▸ What to do:
Will you output the entries below exactly, skipping every image they contain?

▸ Input material:
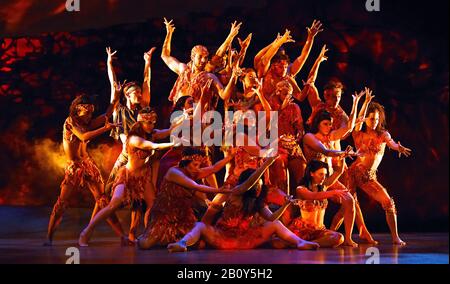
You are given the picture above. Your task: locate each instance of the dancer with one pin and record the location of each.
(246, 222)
(81, 171)
(193, 80)
(313, 195)
(290, 131)
(133, 182)
(332, 95)
(371, 142)
(318, 145)
(273, 64)
(172, 215)
(136, 98)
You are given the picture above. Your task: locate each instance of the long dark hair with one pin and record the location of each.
(179, 106)
(82, 99)
(373, 107)
(190, 151)
(313, 165)
(252, 203)
(318, 118)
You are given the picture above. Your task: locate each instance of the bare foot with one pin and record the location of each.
(398, 241)
(305, 245)
(83, 239)
(366, 238)
(125, 242)
(278, 244)
(350, 243)
(201, 244)
(177, 247)
(145, 242)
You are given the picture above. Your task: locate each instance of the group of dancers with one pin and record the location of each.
(278, 199)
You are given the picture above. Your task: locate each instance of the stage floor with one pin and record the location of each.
(22, 233)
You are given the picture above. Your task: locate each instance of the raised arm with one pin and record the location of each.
(250, 182)
(336, 173)
(111, 74)
(298, 63)
(396, 146)
(88, 135)
(146, 90)
(177, 176)
(297, 92)
(173, 63)
(305, 194)
(339, 133)
(244, 46)
(164, 133)
(207, 171)
(233, 33)
(310, 88)
(143, 144)
(312, 142)
(363, 112)
(267, 214)
(262, 98)
(262, 64)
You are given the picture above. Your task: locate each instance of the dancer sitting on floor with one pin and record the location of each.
(371, 141)
(246, 222)
(313, 195)
(133, 183)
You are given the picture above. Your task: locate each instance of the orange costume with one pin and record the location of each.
(304, 229)
(172, 214)
(236, 231)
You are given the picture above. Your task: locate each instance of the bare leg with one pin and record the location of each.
(376, 191)
(146, 241)
(285, 234)
(103, 214)
(58, 211)
(149, 196)
(214, 208)
(102, 201)
(296, 170)
(348, 206)
(364, 233)
(134, 224)
(330, 239)
(278, 173)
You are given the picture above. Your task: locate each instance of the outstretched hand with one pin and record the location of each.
(286, 37)
(170, 27)
(358, 96)
(148, 54)
(403, 150)
(235, 28)
(110, 54)
(322, 55)
(369, 96)
(315, 28)
(246, 42)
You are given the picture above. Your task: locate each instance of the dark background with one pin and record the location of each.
(48, 55)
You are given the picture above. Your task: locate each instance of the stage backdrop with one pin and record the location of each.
(49, 55)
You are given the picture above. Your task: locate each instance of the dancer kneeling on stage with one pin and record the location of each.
(246, 222)
(133, 182)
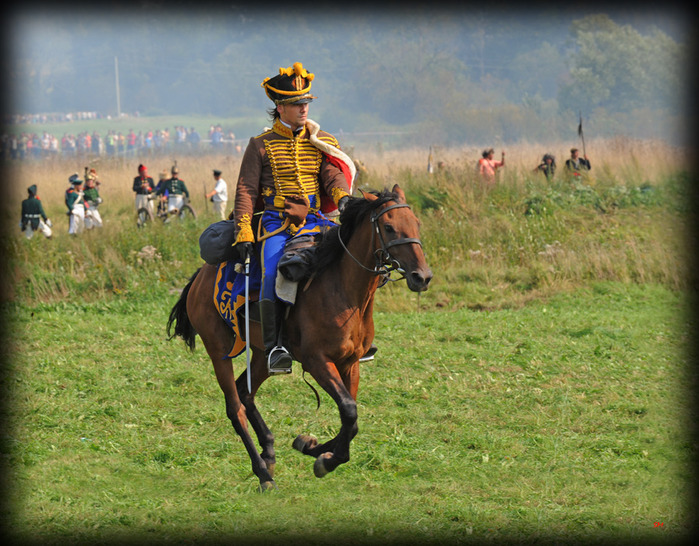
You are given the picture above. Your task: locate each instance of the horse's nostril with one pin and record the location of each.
(421, 280)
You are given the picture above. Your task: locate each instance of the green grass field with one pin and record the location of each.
(565, 418)
(538, 391)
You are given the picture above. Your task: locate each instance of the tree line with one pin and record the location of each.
(448, 76)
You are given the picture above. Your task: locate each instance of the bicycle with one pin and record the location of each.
(145, 215)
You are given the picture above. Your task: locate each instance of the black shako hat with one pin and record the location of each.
(291, 86)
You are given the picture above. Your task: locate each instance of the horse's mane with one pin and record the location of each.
(329, 250)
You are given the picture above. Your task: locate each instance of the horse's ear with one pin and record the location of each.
(368, 196)
(399, 193)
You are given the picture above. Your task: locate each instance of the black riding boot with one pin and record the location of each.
(278, 358)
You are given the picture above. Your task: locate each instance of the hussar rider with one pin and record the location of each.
(297, 172)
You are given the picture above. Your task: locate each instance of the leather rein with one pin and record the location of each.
(385, 263)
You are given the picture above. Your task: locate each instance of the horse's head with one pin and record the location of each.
(398, 240)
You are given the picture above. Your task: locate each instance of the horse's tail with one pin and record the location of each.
(180, 319)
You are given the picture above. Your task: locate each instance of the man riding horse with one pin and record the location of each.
(297, 176)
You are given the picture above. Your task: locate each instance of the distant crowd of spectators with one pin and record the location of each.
(115, 143)
(53, 117)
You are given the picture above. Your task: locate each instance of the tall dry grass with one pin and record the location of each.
(522, 239)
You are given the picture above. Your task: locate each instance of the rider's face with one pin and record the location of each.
(293, 114)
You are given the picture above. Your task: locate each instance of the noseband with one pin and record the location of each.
(385, 263)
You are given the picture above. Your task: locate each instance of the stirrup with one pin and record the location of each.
(282, 364)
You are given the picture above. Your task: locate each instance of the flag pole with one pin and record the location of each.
(581, 135)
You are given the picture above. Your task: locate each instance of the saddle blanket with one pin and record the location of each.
(229, 292)
(229, 298)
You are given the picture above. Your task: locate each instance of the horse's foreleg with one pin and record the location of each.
(264, 434)
(336, 451)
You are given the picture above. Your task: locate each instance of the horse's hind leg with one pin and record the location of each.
(236, 412)
(264, 434)
(217, 339)
(335, 452)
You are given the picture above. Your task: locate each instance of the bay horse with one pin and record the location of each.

▸ Exercise answer:
You are given the picture above. Your task: locate each instance of the dancer with one pin and record the location of each.
(246, 222)
(81, 171)
(193, 80)
(313, 195)
(290, 131)
(133, 182)
(332, 95)
(371, 142)
(318, 145)
(273, 64)
(172, 215)
(136, 98)
You are given the picture above. Your task: locate each instance of the long dark hair with one pin and record the location of each.
(179, 106)
(82, 99)
(373, 107)
(190, 151)
(313, 165)
(252, 203)
(318, 118)
You are given the picture above. Your task: locate each instance of the bare foot with one pin and record the location of each.
(398, 241)
(305, 245)
(83, 239)
(366, 238)
(125, 242)
(278, 244)
(350, 243)
(201, 244)
(177, 247)
(145, 242)
You are given the picture above. Your task: locate each instance of the group of dancers with one pin and record the location of each.
(278, 199)
You are given the picture above. Your task: locate each instance of the stage floor with one pin and record the location of each.
(22, 233)
You are given the picture above. Your task: locate each instance of the raised arm with one pin and record the location of each.
(250, 182)
(336, 173)
(111, 74)
(298, 63)
(396, 146)
(88, 135)
(146, 90)
(177, 176)
(297, 92)
(173, 63)
(305, 194)
(339, 133)
(244, 46)
(164, 133)
(207, 171)
(233, 33)
(310, 88)
(143, 144)
(312, 142)
(363, 112)
(267, 214)
(262, 98)
(262, 64)
You are given the picture above. Your task: locate each instance of the dancer sitting on floor with one pin and record the location of each.
(371, 141)
(246, 222)
(313, 195)
(133, 183)
You are given the picture above. Your task: locate each instance of the orange costume with one pin and record the location of each.
(304, 229)
(172, 214)
(236, 231)
You are given the picture above. Your task: locate each instance of the bare leg with one pin and record the location of each.
(376, 191)
(146, 241)
(285, 234)
(103, 214)
(58, 211)
(149, 196)
(214, 208)
(102, 201)
(296, 170)
(348, 206)
(364, 233)
(134, 224)
(330, 239)
(278, 173)
You are given the picture above. Your task: locate each instance of the outstretched hand with one pin and record the location of each.
(286, 37)
(170, 27)
(358, 96)
(148, 54)
(403, 150)
(235, 28)
(110, 54)
(322, 55)
(369, 96)
(315, 28)
(246, 42)
You are given the picture above. Your task: locate each instance of the dark background with one pin and record the location of each.
(48, 55)
You are given the picture above. Your task: locate each instance of the stage backdrop with one pin and record the location of each.
(49, 55)
You are given the picture above. Your task: locate each instance of the dancer kneeling on stage with one pin and record the location of each.
(246, 222)
(133, 182)
You are given the picture above. Your task: locate each instance of the horse's nostril with one pin and record the location of each.
(421, 280)
You are given the picture above. Your task: locate each instance of the green grass field with one pin and record the location of each.
(565, 418)
(538, 391)
You are given the picture above. Your task: locate each instance of the tree line with one pin and record the location of each.
(448, 76)
You are given the picture above. Your task: locate each instance of the bicycle with one pin and record the location of each.
(145, 215)
You are given the picture above. Your task: locate each instance of the black shako hat with one pin and record the location of each.
(291, 86)
You are given the picture above. Your task: locate each instance of the horse's mane with one pin and record the location of each.
(329, 250)
You are given the picture above. Your task: locate each instance of the horse's ear with one pin and record the location of each.
(368, 196)
(399, 193)
You are given the picture above. Your task: locate each instance of the black riding boot with one pin and record the location of each.
(278, 358)
You are given the picture above. Your task: locate each instance of the hussar rider with one pin and record the location of each.
(297, 172)
You are given the picture above. Your task: locate each instance of the leather rein with one pin and record the location of each.
(385, 263)
You are given the picture above. Your task: locate each instance of the horse's head with one pin and record the location of each.
(398, 240)
You are given the picture above. Your task: locate each instance of the horse's tail with one pin and record the location of each.
(180, 319)
You are given the picture above. Your task: locate each instance of the man riding horse with one pin and record the location of each.
(297, 176)
You are given the picture above. Your task: locate each instance of the distant crowd of spectators with one pin and record the location of each.
(115, 143)
(53, 117)
You are given the picture above. Your task: locate each instance of the tall dry grass with one pin and record the location of each.
(522, 239)
You are given the picture above. Your task: locate each instance of the rider's face with one pin and record the location of each.
(293, 114)
You are given the picture above. Your task: locate each instance of the noseband with one pin and record the location of each.
(385, 263)
You are given the picture above. Your task: locate each instance of the stirrup with one pin and record the location of each.
(282, 364)
You are given the picture above. Your task: locate each instance of the flag pole with one pin and record the location of each.
(581, 135)
You are given the picture above. Your task: locate each instance of the saddle blanket with one pin and record the location of each.
(229, 292)
(229, 298)
You are given the picture above. Your task: locate each instance of the horse's foreleg with one pin and record the location of each.
(264, 434)
(336, 451)
You are given the picture above. Your task: locate each instance of the horse's hind leg with one pin and record the location of each.
(236, 412)
(264, 434)
(217, 339)
(335, 452)
You are given the picture above. Your task: locate each instance of the bay horse with one pin and record the location of each.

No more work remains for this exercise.